> _The problem_
Pull out each line in the records below that contains the string "instance", treating case as significant.

> _Data supplied_
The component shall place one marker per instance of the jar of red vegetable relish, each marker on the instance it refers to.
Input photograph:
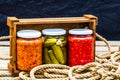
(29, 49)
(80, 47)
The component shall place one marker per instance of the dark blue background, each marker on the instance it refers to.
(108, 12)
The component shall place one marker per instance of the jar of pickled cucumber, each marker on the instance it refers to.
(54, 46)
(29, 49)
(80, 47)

---

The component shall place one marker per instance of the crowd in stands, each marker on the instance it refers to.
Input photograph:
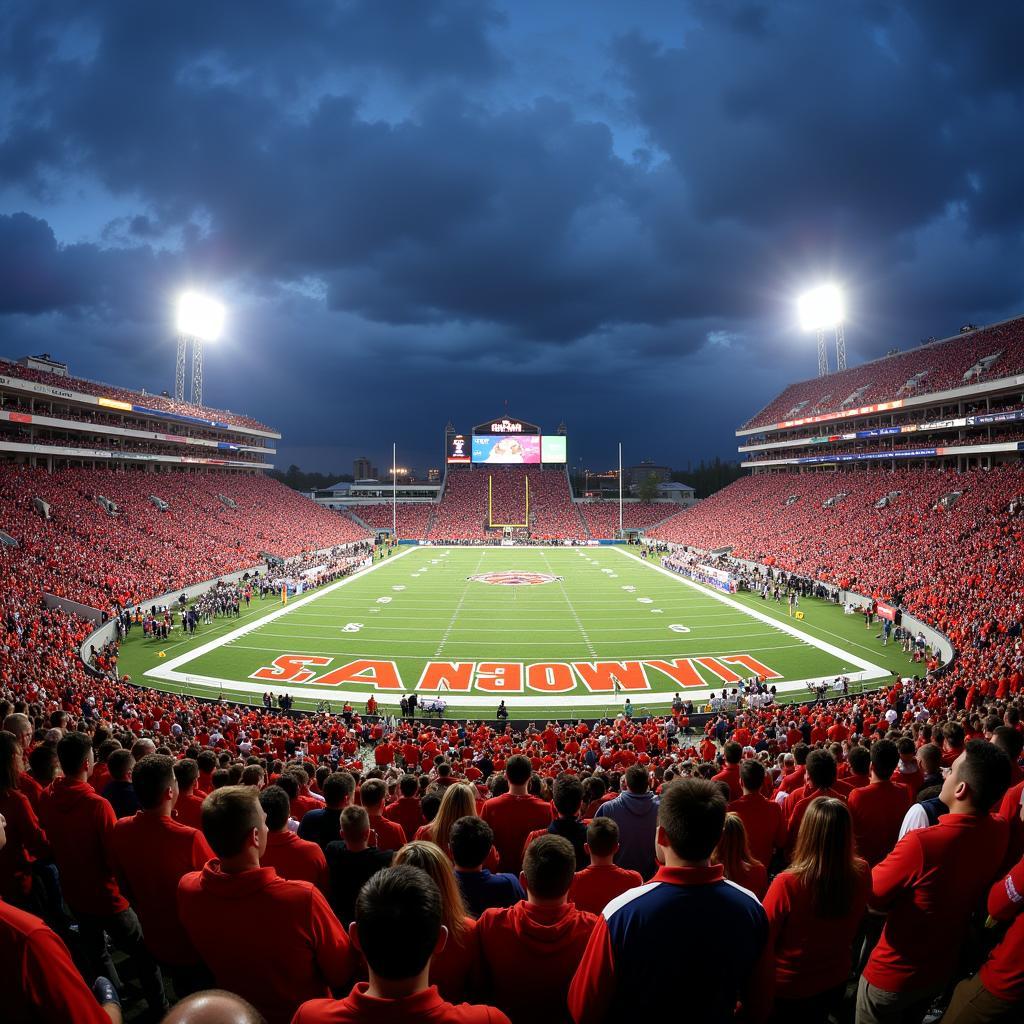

--

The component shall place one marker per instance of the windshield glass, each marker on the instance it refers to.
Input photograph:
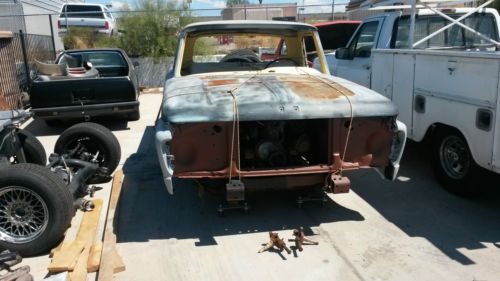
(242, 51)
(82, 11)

> _Result_
The component shall place one marker per instance of the jar of red vegetable relish, each marker on the instance it refers to.
The component shall place one marker per instance of the dark blue background, each marker on the instance it refers to.
The component shall place one marker per instance of the jar of pickled cucumber, each marker on the instance it refers to.
The component shall place one marker per instance of the crowd in stands, each marker on the instance it refers to.
The component shall place one marker per instance of the windshield glass, each marker on the instance it refers to.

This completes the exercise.